▶ **EXTRAIT DU DOCUMENT**:

• « Quoi qu'il en soit, quand papa n'était pas là, il convenait d'être le plus discrète possible. »
    (Justine Lévy, dans son livre Le rendez-vous, paru aux éditions Plon) 

     

     

     

    FlècheCe que j'en pense


    Un lecteur de ce blog(ue) m'interpelle en ces termes :  « J'ai d'abord pensé à une coquille mais il semblerait que la phrase soit correcte, même si je peine à trouver une source faisant référence [...]. J'avoue que cette tournure m'intrigue et sonne faux à mes oreilles. Aussi, si vous pouviez m'éclairer sur ce point, je vous en serais le plus reconnaissant possible ! »

    L'hésitation de mon interlocuteur est légitime, tant il s'agit sans doute là de l'une des règles les moins connues de la langue française. Que dit l'Académie à ce sujet (à l'entrée « plus » de la dernière édition de son Dictionnaire) ? « Devant un adjectif, un participe passé, l'article défini s'accorde avec l'objet de la comparaison si l'on compare des personnes ou des choses différentes. Elle est la plus savante de tous. Ces courants sont les plus dangereux de la région. Il reste invariable lorsqu'il y a comparaison de degré, de qualité. C'est maintenant qu'elle paraît le plus heureux [1]. C'est en cette saison que les courants sont le plus dangereux. »

    En d'autres termes, lorsque le plus (le moins, le mieux) est suivi d'un adjectif ou d'un participe employé adjectivement, l'article défini :

    • s'accorde en genre et en nombre avec le nom associé quand il y a comparaison, explicite ou implicite, avec des êtres ou des objets différents (on parle alors de superlatif relatif et il est possible d'ajouter de tous ou de toutes après l'adjectif ou le participe),
    • reste invariable quand le nom associé est comparé avec lui-même, spécialement lorsqu'il y a comparaison entre les différents degrés d'une qualité (ou d'un état) d'un même être ou objet, considéré dans des moments ou des lieux distincts (d'aucuns parlent dans ce cas de superlatif absolu, qui peut être remplacé par « au plus haut degré »).

    Comparez (c'est le cas de le dire) : Cette fille est la plus brillante de sa classe (comparaison avec tous les autres élèves de la classe) et C'est à l'oral que cette fille est le plus brillante (comparaison avec elle-même : c'est dans cette situation-là qu'elle est brillante le plus possible, au plus haut degré). Dans la phrase de Justine Lévy, où l'on supposera qu'il est question d'une fille, le sens n'est évidemment pas d'être la plus discrète de toutes les personnes présentes, mais bien d'être discrète au plus haut degré possible. L'invariabilité de l'article s'impose, en vertu de la règle susdite (2).

▶ **DONNÉES EXTRAITES**:
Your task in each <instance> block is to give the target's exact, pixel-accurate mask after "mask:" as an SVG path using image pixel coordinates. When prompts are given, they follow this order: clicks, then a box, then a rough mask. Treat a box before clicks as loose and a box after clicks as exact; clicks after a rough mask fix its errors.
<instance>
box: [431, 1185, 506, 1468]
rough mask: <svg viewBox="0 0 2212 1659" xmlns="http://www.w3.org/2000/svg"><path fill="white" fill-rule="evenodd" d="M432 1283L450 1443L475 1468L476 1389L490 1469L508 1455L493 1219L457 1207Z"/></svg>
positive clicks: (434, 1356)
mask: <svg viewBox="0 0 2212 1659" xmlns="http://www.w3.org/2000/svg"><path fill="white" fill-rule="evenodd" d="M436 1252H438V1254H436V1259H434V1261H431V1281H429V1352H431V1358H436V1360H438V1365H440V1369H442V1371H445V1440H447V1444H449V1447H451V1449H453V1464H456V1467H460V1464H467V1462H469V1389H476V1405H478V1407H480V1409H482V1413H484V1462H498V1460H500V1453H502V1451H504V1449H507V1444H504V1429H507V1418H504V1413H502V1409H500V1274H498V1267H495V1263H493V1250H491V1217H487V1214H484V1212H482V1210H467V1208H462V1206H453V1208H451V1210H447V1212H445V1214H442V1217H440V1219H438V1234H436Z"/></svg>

▶ **ACTIVITÉS PROPOSÉES**:
- 1) Recopiez sans rien changer le passage de l'extrait sur l'accord de « le plus » : commencez aux mots « Comparez (c'est le » et arrêtez-vous après « règle susdite (2). ».
- 2) D'après l'extrait sur l'accord de « le plus », par quelle expression peut-on remplacer le superlatif absolu ?

▶ **RÉPONSES PAR TÂCHE**:
- 1)
Comparez (c'est le cas de le dire) : Cette fille est la plus brillante de sa classe (comparaison avec tous les autres élèves de la classe) et C'est à l'oral que cette fille est le plus brillante (comparaison avec elle-même : c'est dans cette situation-là qu'elle est brillante le plus possible, au plus haut degré). Dans la phrase de Justine Lévy, où l'on supposera qu'il est question d'une fille, le sens n'est évidemment pas d'être la plus discrète de toutes les personnes présentes, mais bien d'être discrète au plus haut degré possible. L'invariabilité de l'article s'impose, en vertu de la règle susdite (2).

- 2) Par « au plus haut degré ».